_Task requirements_: Update the stretch of lines from the one containing "segment chair leg, all instances" through the one containing "Return the outline of every instance of the chair", replacing "outline" with "contour" and leaving everything else unchanged. Return only those lines.

_Dataset rows_:
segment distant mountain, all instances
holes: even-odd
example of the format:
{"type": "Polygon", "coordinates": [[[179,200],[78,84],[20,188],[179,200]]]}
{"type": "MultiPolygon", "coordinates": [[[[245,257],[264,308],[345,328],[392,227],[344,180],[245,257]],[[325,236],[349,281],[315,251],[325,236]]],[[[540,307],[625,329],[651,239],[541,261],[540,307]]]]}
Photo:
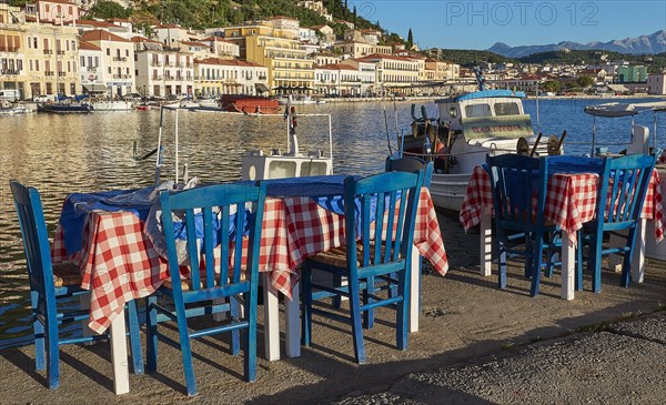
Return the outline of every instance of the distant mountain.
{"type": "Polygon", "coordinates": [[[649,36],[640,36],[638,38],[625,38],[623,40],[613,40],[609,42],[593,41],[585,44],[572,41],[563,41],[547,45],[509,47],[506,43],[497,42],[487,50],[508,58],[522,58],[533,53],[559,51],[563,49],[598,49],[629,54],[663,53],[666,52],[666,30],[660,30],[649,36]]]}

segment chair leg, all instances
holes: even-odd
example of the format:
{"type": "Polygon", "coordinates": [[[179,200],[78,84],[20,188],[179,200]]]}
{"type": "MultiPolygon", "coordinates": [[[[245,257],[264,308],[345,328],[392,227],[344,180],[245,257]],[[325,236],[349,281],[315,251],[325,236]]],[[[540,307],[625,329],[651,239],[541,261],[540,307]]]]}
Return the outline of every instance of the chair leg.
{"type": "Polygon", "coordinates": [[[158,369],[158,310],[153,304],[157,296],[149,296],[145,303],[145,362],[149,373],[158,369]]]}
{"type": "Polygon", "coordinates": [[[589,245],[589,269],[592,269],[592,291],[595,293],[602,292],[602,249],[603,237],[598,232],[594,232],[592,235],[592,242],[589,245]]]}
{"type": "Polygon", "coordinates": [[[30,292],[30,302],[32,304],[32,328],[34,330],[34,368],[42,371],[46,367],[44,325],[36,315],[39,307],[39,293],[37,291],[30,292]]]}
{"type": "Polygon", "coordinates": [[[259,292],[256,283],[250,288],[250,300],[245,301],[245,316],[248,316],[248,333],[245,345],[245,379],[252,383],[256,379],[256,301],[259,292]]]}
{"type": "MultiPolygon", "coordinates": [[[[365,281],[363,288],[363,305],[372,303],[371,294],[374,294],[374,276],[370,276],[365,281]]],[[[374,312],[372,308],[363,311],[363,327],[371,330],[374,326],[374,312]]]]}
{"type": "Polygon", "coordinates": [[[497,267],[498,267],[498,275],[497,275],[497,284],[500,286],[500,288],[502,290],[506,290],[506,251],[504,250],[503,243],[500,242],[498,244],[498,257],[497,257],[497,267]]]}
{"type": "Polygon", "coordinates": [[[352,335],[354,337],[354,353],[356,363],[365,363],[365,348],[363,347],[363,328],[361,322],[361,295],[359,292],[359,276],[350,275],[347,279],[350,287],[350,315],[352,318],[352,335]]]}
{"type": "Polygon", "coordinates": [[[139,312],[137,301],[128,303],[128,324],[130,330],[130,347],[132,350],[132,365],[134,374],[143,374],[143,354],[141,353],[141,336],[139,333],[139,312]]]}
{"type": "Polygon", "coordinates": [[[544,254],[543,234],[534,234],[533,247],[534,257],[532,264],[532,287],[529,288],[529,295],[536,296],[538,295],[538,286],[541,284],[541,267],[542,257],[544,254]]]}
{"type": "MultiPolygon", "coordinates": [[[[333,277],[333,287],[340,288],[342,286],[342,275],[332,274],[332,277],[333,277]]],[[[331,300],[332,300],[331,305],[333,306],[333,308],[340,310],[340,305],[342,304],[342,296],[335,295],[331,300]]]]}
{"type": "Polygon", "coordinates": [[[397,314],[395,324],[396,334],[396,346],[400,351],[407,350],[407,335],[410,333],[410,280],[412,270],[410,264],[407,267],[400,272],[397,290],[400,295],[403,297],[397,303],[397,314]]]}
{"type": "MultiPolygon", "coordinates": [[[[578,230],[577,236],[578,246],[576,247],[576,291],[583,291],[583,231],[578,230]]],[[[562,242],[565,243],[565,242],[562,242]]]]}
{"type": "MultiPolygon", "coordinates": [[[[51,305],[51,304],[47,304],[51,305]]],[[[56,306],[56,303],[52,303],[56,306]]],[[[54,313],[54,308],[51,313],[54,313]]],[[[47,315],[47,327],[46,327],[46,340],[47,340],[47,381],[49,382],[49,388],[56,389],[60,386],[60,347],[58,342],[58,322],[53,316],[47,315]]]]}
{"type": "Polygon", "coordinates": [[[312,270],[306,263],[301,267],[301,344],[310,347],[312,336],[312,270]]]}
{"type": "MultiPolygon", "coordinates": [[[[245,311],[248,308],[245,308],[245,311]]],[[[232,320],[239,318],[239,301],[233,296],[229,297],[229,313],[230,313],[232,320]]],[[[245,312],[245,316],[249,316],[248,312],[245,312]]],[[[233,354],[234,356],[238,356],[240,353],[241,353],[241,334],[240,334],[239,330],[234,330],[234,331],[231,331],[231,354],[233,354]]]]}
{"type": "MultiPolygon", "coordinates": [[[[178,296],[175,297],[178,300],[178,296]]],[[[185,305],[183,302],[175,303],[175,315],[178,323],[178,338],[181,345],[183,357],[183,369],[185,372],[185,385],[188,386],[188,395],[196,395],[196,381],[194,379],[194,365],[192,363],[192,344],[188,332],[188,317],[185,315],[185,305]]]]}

_Task answer_:
segment chair leg, all instances
holes: even-odd
example of the format:
{"type": "Polygon", "coordinates": [[[179,200],[78,84],[20,188],[179,200]]]}
{"type": "MultiPolygon", "coordinates": [[[[245,257],[264,308],[345,328],[392,227],[344,180],[245,257]],[[325,236],[349,281],[315,251],[325,236]]],[[[540,307],[625,329],[651,239],[541,261],[540,307]]]]}
Return the contour of every instance of the chair leg.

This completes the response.